* Schriftliche Aufgabe a
Geben Sie die Zeilen des Datensatzes unten erneut wieder und tauschen Sie darin „sticker“ gegen „label“ aus; alles Übrige bleibt unverändert. Lassen Sie die Bilder in Ihrer Antwort weg.

Biografie-Award geht nach Münchenstein

Ein Projekt der Universität Zürich sammelt Autobiografien und vergibt jährlich Preise für besonders gelungene Beiträge. Am Montag durfte Verena Fasolin-Wiggli aus Münchenstein für ihre Biografie den zweiten Preis entgegennehmen.

«So ischs halt gsi»: In einer nüchternen und auf das Wesentliche reduzierten Schreibe blickt Verena Fasolin-Wiggli auf ihre Lebensgeschichte zurück.  Foto: Reinhard Straumann
«So ischs halt gsi»: In einer nüchternen und auf das Wesentliche reduzierten Schreibe blickt Verena Fasolin-Wiggli auf ihre Lebensgeschichte zurück. Foto: Reinhard Straumann

Unser informatisches Zeitalter beurteilt viele Lebensfragen neu. Auch die Frage, was eine Biografie ist, hat eine dramatische Umwertung erfahren: Eine digitale Datenspur, ein Nichts unter Myriaden von binären Zeichen. Müssen wir das einfach so hinnehmen?

* Schriftliche Aufgabe b
Fassen Sie den Text über den Biografie-Award in zwei Sätzen zusammen.

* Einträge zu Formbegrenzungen
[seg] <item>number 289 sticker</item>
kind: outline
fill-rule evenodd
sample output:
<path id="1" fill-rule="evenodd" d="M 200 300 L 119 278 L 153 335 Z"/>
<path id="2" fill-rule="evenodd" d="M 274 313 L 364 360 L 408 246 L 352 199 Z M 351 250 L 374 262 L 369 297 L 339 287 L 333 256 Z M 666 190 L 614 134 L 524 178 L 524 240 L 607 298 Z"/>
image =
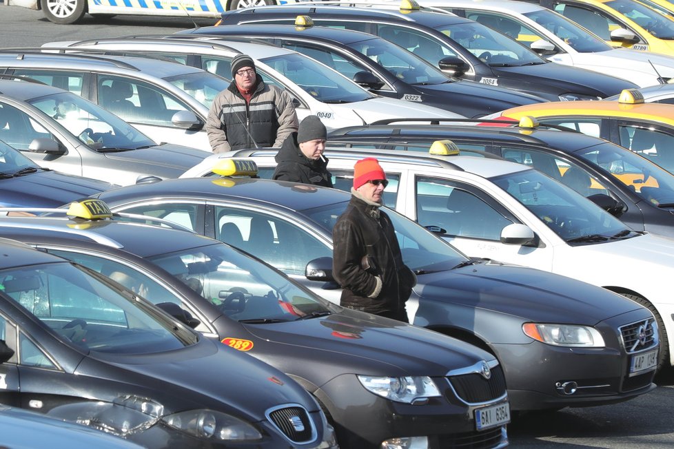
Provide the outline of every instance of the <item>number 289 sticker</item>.
<path id="1" fill-rule="evenodd" d="M 232 337 L 227 337 L 227 338 L 223 338 L 221 340 L 223 344 L 226 344 L 230 348 L 234 348 L 234 349 L 238 351 L 250 351 L 253 348 L 253 342 L 250 340 L 243 340 L 241 338 L 232 338 Z"/>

* Musterlösung a
[seg] <item>number 289 label</item>
kind: outline
fill-rule evenodd
sample output:
<path id="1" fill-rule="evenodd" d="M 200 300 L 119 278 L 153 335 Z"/>
<path id="2" fill-rule="evenodd" d="M 274 313 L 364 360 L 408 246 L 352 199 Z M 351 250 L 374 262 L 369 297 L 339 287 L 333 256 Z M 666 190 L 614 134 L 524 178 L 524 240 L 607 298 Z"/>
image =
Provide the outline of every instance of the <item>number 289 label</item>.
<path id="1" fill-rule="evenodd" d="M 232 337 L 227 337 L 227 338 L 223 338 L 221 340 L 223 344 L 226 344 L 230 348 L 234 348 L 234 349 L 238 351 L 250 351 L 253 348 L 253 342 L 250 340 L 243 340 L 241 338 L 232 338 Z"/>

* Musterlösung b
Ein Projekt der Universität Zürich sammelt Autobiografien und vergibt jährlich Preise für besonders gelungene Beiträge. Am Montag durfte Verena Fasolin-Wiggli aus Münchenstein den zweiten Preis für ihre Biografie entgegennehmen, in der sie in einer nüchternen, auf das Wesentliche reduzierten Schreibe auf ihre Lebensgeschichte zurückblickt.